§ Action item:
What is needed is an exact printout of all the data.

§ Data in this exercise:
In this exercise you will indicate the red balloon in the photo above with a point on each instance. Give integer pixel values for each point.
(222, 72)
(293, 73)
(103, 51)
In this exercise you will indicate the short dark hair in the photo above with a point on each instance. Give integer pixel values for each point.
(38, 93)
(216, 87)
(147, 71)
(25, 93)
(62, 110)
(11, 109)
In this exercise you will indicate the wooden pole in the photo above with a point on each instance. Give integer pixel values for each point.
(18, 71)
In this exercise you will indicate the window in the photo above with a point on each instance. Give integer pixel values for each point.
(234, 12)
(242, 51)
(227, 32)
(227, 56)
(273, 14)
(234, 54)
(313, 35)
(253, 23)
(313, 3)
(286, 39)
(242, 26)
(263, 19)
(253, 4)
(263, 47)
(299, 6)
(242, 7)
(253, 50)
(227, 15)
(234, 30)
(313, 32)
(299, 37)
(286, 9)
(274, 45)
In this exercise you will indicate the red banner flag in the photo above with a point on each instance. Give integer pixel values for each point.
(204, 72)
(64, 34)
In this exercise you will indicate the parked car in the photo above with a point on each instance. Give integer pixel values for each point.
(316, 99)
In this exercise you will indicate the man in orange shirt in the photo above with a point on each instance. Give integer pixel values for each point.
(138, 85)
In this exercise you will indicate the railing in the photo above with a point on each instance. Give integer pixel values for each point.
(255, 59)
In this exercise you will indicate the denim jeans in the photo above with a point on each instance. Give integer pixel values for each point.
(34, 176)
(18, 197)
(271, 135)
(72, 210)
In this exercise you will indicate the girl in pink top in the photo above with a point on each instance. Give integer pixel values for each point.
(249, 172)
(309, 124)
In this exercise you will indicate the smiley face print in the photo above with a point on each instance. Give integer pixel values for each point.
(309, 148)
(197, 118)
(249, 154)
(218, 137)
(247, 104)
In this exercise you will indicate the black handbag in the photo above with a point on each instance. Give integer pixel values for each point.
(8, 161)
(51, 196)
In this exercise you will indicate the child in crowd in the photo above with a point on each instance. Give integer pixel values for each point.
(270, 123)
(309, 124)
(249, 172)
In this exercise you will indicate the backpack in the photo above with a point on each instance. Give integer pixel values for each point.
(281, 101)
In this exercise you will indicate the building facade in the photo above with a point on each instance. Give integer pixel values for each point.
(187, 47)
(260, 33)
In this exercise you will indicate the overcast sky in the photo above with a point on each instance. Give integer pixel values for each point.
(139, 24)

§ Worked solution:
In this exercise you will indicate the red balloon in the photo above with a point on each instance. Give integer pixel values for each point.
(222, 72)
(293, 73)
(103, 51)
In this exercise you will indicate the short dark hair in the photo above with a point on each instance. Give integer pixel values for each point.
(38, 93)
(216, 87)
(147, 71)
(25, 93)
(62, 110)
(11, 109)
In this exercise you will indicate the wooden pole in the photo above with a point on each instance. Give integer pixel values for each point.
(18, 71)
In this exercise you will indicate the window in the photo above with a point on each instance. Give integer pixel values for each point.
(234, 12)
(242, 51)
(227, 32)
(227, 56)
(273, 14)
(234, 54)
(313, 35)
(253, 23)
(313, 3)
(286, 39)
(242, 26)
(263, 19)
(253, 4)
(263, 47)
(299, 6)
(242, 7)
(253, 50)
(227, 15)
(234, 30)
(313, 32)
(299, 37)
(286, 9)
(274, 45)
In this exercise you will indicate the red banner flag in the photo above with a point on each instance. Give integer pixel values for each point.
(204, 72)
(64, 34)
In this exercise you will indicate the parked car in the photo above with a point on each instance. Give integer pixel values for each point.
(316, 99)
In this exercise you will indicate the man in orange shirt in the photo above with a point on each instance. Give integer pixel values for each point.
(138, 85)
In this exercise you will indicate the railing in the photo above with a point on each instance. Give integer pixel values for each point.
(255, 59)
In this exercise you will indicate the denim jeans in the photo above with a point on each instance. Give integer pixel values for each point.
(34, 176)
(18, 197)
(271, 135)
(72, 210)
In this exercise you will indicate the girl in pink top in the photo above with a point on each instance. Give integer pixel values for each point.
(249, 172)
(309, 124)
In this exercise you will indicate the smiley face print in the photo above with a point on each instance. Give integer pixel values for each point.
(309, 148)
(197, 118)
(249, 154)
(218, 137)
(247, 104)
In this exercise you will indicate the black handbag in the photo above with a point on each instance. Give integer pixel values for each point.
(8, 161)
(51, 196)
In this exercise you will indicate the child in crowd in the photo above with a point on each instance. Give integer pixel values for each point.
(270, 123)
(309, 124)
(249, 172)
In this exercise you will indicate the backpack in the photo above with a point on each instance. Give integer pixel values for each point.
(281, 101)
In this exercise you will indicate the building facade in the photo above with a point on each instance. Give integer pixel values for each point.
(187, 47)
(260, 33)
In this exercise you will indicate the overcast sky in the photo above with a point on each instance. Give integer pixel values for each point.
(139, 24)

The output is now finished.